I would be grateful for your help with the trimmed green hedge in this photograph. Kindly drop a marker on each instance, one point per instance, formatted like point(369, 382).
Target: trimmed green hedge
==============================
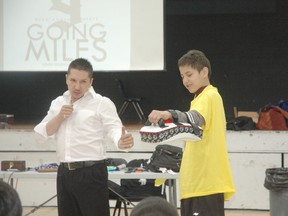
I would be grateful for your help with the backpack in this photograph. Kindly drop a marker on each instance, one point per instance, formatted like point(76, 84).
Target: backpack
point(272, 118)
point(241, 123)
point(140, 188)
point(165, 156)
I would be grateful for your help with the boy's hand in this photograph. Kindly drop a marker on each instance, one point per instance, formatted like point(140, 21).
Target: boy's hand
==============================
* _Exercise details_: Reproduce the material unchanged, beginning with the line that contains "I would be grateful for your help with the trimmed" and stopping after the line that contains "Target: trimmed green hedge".

* _Solution_:
I would be grateful for your help with the trimmed green hedge in this photograph. Kindly drop a marker on each instance, one point per instance, formatted like point(369, 382).
Target: trimmed green hedge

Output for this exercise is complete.